▶ Task:
Below are records; write all of them out exactly.

Referring expression pointing data:
++++++

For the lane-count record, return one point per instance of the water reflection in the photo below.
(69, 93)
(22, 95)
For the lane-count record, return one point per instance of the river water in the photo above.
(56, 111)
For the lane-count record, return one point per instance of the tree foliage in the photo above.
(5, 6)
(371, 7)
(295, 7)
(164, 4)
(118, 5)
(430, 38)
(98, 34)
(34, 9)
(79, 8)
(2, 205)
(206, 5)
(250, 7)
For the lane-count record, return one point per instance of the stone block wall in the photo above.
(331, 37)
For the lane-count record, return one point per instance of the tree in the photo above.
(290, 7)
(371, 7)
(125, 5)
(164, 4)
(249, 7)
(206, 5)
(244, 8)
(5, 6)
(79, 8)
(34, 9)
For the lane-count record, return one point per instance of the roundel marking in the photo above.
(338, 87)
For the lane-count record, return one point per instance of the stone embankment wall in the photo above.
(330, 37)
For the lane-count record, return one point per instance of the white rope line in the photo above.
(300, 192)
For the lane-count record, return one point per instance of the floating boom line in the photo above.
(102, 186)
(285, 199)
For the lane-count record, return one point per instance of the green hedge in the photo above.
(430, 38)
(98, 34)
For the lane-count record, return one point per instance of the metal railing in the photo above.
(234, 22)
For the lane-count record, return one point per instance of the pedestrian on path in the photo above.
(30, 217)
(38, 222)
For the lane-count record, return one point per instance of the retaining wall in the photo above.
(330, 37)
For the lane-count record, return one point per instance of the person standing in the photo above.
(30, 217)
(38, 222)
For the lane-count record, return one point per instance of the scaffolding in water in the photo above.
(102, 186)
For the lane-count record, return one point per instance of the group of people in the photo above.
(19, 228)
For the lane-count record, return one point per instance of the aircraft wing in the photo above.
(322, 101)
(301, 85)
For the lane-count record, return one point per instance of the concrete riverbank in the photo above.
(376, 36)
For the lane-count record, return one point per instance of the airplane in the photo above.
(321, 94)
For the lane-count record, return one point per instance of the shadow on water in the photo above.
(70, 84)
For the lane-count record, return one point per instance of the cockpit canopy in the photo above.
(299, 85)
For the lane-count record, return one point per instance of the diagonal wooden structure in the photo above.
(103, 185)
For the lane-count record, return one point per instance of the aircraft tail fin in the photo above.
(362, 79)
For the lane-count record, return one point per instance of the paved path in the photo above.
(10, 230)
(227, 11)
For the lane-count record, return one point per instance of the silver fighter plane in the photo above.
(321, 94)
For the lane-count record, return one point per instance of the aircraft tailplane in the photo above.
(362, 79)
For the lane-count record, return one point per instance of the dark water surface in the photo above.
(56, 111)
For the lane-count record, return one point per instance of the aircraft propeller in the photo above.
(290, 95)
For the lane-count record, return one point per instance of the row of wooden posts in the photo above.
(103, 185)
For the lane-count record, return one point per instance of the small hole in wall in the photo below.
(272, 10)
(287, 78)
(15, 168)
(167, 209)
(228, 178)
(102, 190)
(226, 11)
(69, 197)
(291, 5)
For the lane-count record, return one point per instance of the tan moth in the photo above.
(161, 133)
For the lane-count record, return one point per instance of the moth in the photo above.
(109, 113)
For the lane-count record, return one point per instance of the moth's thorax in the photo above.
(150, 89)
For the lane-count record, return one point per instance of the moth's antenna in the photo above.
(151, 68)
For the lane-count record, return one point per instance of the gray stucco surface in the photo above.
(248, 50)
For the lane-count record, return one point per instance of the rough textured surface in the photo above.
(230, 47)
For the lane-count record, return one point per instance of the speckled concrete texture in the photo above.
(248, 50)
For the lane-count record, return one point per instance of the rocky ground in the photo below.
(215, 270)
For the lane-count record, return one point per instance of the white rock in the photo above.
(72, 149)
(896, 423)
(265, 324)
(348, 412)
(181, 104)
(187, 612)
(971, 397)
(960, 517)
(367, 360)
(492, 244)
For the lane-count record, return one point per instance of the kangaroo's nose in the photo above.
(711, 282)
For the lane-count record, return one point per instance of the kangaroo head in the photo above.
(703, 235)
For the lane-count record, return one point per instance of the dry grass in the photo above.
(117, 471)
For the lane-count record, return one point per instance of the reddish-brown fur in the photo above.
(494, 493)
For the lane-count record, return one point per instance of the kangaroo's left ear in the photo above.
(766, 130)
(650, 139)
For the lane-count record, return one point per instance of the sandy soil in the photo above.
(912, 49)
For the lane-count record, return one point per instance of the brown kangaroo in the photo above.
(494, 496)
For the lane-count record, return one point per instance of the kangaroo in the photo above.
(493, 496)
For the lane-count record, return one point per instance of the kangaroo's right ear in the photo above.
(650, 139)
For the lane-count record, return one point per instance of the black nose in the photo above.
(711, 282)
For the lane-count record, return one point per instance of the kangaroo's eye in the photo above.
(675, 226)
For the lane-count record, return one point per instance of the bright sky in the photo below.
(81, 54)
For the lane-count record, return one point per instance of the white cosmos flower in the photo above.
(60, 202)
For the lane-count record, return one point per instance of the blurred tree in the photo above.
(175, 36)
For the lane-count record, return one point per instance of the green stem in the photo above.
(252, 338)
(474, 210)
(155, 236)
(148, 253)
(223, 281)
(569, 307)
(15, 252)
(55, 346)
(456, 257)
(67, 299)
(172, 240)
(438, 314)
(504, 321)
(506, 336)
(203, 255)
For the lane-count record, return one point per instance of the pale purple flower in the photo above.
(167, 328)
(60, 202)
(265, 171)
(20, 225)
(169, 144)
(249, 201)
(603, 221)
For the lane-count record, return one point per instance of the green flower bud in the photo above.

++++++

▶ Written reply:
For the lane-count record, return one point per instance of the water reflection in the photo below.
(69, 93)
(22, 95)
For the lane-count record, return one point per instance of the river water in the photo above.
(56, 111)
For the lane-count record, return one point per instance of the tree foliage in the photo above.
(5, 6)
(371, 7)
(295, 7)
(164, 4)
(118, 5)
(430, 38)
(98, 34)
(34, 9)
(79, 8)
(2, 205)
(206, 5)
(250, 7)
For the lane-count record, return one point per instance of the stone block wall in the photo above.
(331, 37)
For the lane-count record, return one point per instance of the tree in the photo above.
(290, 7)
(371, 7)
(125, 5)
(164, 4)
(249, 7)
(206, 5)
(244, 8)
(5, 6)
(79, 8)
(34, 9)
For the lane-count record, return one point per instance of the roundel marking in the photo above.
(338, 87)
For the lane-count record, return one point per instance of the stone embankment wall in the photo above.
(330, 37)
For the lane-count record, return one point per instance of the white rope line in the photo above.
(300, 192)
For the lane-count record, return one point per instance of the floating boom line in the photo above.
(102, 186)
(285, 199)
For the lane-count record, return one point per instance of the green hedge in the photo above.
(430, 38)
(98, 34)
For the lane-count record, return one point per instance of the metal railing in the photo above.
(234, 22)
For the lane-count record, return one point per instance of the pedestrian on path in the photo above.
(30, 217)
(38, 222)
For the lane-count record, return one point per instance of the retaining wall in the photo above.
(330, 37)
For the lane-count record, return one point per instance of the person standing in the photo above.
(30, 217)
(38, 222)
For the lane-count record, return one point per instance of the scaffolding in water in the photo above.
(102, 186)
For the lane-count record, return one point per instance of the group of people in the photo above.
(19, 228)
For the lane-count record, return one point per instance of the aircraft wing in the photo above.
(322, 101)
(301, 85)
For the lane-count record, return one point per instance of the concrete riverbank in the photo above.
(376, 36)
For the lane-count record, return one point per instance of the airplane in the photo above.
(321, 94)
For the lane-count record, return one point per instance of the shadow on water in the photo above.
(70, 84)
For the lane-count record, return one point per instance of the cockpit canopy in the photo above.
(299, 85)
For the lane-count record, return one point per instance of the diagonal wooden structure in the photo above.
(103, 185)
For the lane-count record, return one point per instance of the aircraft tail fin in the photo above.
(362, 79)
For the lane-count record, return one point per instance of the paved path in the photo above.
(10, 230)
(227, 11)
For the lane-count record, return one point per instance of the silver fighter plane in the photo above.
(321, 94)
For the lane-count record, return one point per instance of the aircraft tailplane in the photo above.
(362, 79)
For the lane-count record, return one point per instance of the dark water surface in the photo above.
(56, 111)
For the lane-count record, return one point per instance of the aircraft propeller in the photo above.
(290, 95)
For the lane-count record, return one point per instance of the row of wooden posts in the photo above.
(103, 185)
For the lane-count record, return one point per instance of the small hole in wall in the photo below.
(272, 10)
(287, 78)
(15, 168)
(167, 209)
(228, 178)
(102, 190)
(226, 11)
(69, 197)
(291, 5)
For the lane-count record, return one point per instance of the tan moth in the photo above.
(161, 133)
For the lane-count record, return one point per instance of the moth in the photo above.
(109, 113)
For the lane-count record, return one point per instance of the moth's thorax in the photo above.
(150, 89)
For the lane-count record, return one point per instance of the moth's antenna in the photo above.
(151, 68)
For the lane-count record, return one point per instance of the gray stucco surface in the photo above.
(248, 50)
For the lane-count record, return one point per instance of the rough textured surface in the photo above.
(230, 47)
For the lane-count record, return one point per instance of the speckled concrete texture in the photo above.
(248, 50)
For the lane-count record, return one point per instance of the rocky ground in the photo below.
(215, 270)
For the lane-count record, return one point per instance of the white rock in the photo above.
(72, 149)
(896, 423)
(265, 324)
(348, 412)
(181, 104)
(187, 612)
(971, 397)
(960, 517)
(367, 360)
(492, 244)
For the lane-count record, return one point per instance of the kangaroo's nose in the photo above.
(711, 282)
For the lane-count record, return one point per instance of the kangaroo head in the photo above.
(703, 235)
For the lane-count record, return one point per instance of the dry grass in the photo above.
(117, 471)
For the lane-count record, return one point per instance of the reddish-brown fur in the photo above.
(494, 493)
For the lane-count record, return one point per instance of the kangaroo's left ear in the photo above.
(766, 130)
(650, 139)
For the lane-count record, return one point per instance of the sandy soil in the photo above.
(912, 49)
For the lane-count record, return one point per instance of the brown kangaroo in the photo above.
(494, 496)
For the lane-count record, return one point per instance of the kangaroo in the photo above.
(493, 496)
For the lane-count record, return one point per instance of the kangaroo's right ear in the photo above.
(650, 139)
For the lane-count record, return one point per instance of the black nose in the photo above.
(711, 282)
For the lane-count record, return one point per instance of the kangaroo's eye in the photo above.
(675, 226)
For the lane-count record, return one point per instance of the bright sky in the photo below.
(81, 54)
For the lane-count record, return one point per instance of the white cosmos flower in the photo above.
(60, 202)
For the lane-count record, return one point per instance of the blurred tree in the photo above.
(175, 36)
For the lane-count record, return one point per instance of the green stem in the photo above.
(252, 338)
(474, 210)
(155, 236)
(148, 253)
(223, 281)
(569, 307)
(15, 252)
(55, 346)
(456, 257)
(67, 299)
(172, 240)
(438, 314)
(504, 321)
(506, 336)
(203, 255)
For the lane-count record, return one point per instance of the pale purple flower in the photo above.
(167, 328)
(60, 202)
(265, 171)
(20, 225)
(169, 144)
(249, 201)
(603, 221)
For the lane-count record, return one point per instance of the green flower bud in the photo above.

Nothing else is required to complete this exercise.